▶ [What is being asked]: Having located "Locate the red brake" in the records below, repeat exactly the line it is on and all subsequent lines, ending with the last.

Source records START

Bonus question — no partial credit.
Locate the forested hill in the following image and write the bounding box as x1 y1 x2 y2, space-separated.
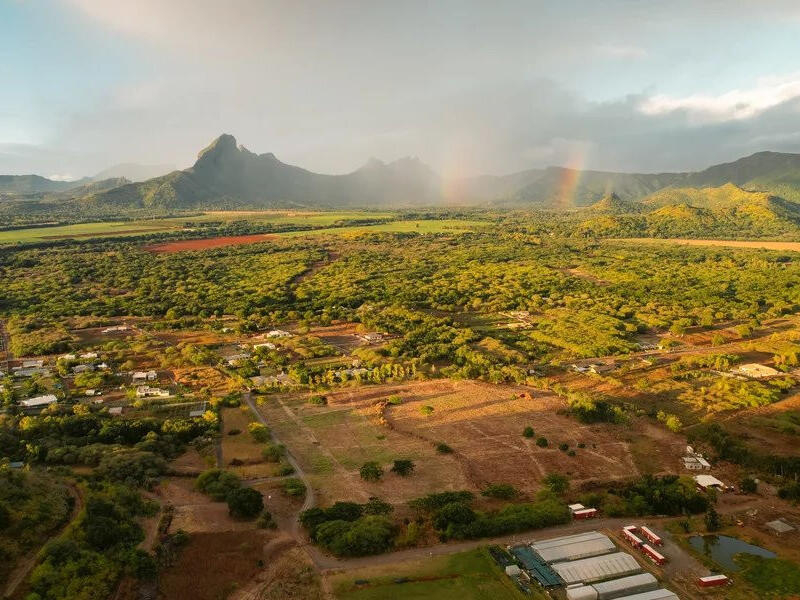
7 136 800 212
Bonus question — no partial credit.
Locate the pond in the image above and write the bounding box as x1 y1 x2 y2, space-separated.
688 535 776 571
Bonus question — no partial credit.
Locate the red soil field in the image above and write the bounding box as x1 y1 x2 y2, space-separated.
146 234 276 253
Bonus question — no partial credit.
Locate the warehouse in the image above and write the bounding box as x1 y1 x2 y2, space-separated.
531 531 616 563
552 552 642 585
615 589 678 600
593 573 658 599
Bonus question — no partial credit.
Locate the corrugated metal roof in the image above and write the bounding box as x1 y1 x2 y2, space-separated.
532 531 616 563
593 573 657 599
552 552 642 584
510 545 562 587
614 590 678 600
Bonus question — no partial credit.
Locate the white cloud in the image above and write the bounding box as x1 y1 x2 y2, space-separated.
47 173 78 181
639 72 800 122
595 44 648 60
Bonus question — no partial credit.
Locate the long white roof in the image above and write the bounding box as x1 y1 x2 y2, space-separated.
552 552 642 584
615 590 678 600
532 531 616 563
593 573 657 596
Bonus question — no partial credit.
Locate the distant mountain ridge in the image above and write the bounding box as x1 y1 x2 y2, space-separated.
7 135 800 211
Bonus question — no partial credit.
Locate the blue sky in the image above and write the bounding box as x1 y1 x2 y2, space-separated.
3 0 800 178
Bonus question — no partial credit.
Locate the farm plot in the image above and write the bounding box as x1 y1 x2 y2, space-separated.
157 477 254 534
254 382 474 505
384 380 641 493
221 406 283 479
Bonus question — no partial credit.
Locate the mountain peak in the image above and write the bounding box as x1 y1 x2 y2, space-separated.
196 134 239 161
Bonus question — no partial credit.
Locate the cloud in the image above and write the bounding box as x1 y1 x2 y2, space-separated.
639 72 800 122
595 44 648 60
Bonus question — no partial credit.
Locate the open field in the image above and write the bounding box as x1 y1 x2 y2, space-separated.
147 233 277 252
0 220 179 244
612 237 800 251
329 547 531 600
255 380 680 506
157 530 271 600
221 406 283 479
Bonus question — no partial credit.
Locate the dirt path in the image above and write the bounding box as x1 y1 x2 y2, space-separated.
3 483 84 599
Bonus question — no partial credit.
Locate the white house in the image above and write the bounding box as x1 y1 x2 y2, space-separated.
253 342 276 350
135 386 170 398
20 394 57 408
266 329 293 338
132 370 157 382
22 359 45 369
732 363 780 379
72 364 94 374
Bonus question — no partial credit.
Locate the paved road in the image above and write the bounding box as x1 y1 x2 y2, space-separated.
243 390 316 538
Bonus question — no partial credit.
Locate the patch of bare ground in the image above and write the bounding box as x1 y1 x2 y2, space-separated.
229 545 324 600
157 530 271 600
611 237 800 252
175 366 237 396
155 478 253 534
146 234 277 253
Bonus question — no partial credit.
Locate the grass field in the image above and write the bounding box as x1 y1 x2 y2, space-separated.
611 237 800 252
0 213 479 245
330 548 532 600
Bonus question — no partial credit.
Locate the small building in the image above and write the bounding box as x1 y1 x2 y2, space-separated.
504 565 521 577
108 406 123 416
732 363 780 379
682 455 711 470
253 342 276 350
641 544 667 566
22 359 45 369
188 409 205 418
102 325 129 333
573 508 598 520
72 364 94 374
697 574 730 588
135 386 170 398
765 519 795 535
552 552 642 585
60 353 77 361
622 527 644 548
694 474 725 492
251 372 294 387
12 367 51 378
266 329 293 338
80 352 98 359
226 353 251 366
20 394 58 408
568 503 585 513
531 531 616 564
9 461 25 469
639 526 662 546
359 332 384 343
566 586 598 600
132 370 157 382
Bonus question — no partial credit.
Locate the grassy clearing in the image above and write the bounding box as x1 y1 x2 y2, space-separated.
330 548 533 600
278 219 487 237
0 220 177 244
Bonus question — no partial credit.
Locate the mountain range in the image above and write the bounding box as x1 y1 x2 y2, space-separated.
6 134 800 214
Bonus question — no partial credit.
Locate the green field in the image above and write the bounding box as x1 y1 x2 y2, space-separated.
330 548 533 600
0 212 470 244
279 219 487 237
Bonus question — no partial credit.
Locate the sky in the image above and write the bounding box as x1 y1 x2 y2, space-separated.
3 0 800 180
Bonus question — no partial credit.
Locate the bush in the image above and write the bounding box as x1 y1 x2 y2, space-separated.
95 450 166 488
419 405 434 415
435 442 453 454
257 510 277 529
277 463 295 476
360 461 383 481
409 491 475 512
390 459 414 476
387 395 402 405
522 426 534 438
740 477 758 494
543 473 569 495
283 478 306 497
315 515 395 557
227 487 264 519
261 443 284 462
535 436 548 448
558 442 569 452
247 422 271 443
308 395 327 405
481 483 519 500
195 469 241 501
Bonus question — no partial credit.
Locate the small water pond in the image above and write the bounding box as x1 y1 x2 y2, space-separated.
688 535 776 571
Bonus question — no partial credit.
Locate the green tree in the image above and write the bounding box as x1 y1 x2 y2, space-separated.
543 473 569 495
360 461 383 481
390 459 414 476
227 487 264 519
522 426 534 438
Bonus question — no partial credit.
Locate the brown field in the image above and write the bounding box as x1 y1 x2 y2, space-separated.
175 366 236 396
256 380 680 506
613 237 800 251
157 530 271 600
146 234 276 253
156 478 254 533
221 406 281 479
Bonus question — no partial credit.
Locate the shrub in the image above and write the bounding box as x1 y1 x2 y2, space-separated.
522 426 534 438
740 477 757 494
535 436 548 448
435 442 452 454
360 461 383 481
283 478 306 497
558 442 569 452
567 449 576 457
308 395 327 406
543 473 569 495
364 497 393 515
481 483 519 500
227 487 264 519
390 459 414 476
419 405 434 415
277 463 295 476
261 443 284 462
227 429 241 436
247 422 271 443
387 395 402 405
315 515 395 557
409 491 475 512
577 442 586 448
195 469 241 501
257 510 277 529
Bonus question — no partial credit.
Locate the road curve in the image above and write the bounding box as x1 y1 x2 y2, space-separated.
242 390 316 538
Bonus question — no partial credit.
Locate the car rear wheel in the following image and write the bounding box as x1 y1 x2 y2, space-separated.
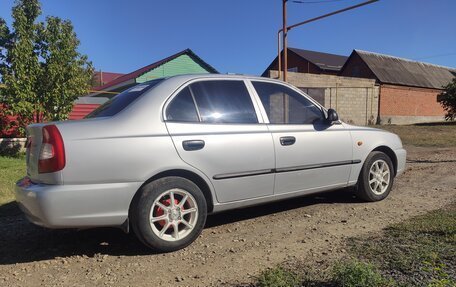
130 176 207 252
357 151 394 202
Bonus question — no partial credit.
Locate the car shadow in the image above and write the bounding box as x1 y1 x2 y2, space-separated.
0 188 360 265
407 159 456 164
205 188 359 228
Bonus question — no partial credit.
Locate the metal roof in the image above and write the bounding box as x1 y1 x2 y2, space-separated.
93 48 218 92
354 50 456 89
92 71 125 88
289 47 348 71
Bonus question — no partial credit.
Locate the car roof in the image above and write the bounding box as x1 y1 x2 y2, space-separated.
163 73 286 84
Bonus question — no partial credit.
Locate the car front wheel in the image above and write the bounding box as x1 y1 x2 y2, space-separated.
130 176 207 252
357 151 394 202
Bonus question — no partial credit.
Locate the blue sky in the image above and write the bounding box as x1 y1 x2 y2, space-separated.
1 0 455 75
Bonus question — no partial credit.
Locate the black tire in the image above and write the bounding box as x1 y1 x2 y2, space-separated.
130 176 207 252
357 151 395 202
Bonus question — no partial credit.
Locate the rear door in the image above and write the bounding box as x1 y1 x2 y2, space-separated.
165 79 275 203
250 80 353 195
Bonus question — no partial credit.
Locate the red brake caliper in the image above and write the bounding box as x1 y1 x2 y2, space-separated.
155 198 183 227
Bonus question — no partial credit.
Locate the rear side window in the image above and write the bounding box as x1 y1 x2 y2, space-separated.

Source records END

▶ [Answer to the exercise]:
Locate the red brake caliper in the image above and write the bounding box as x1 y1 x2 y2, space-separated.
155 198 183 227
Bonus question — no partial credit.
Locate the rear side window in the image above and write the bounding box as x1 y1 x2 y2, space-separated.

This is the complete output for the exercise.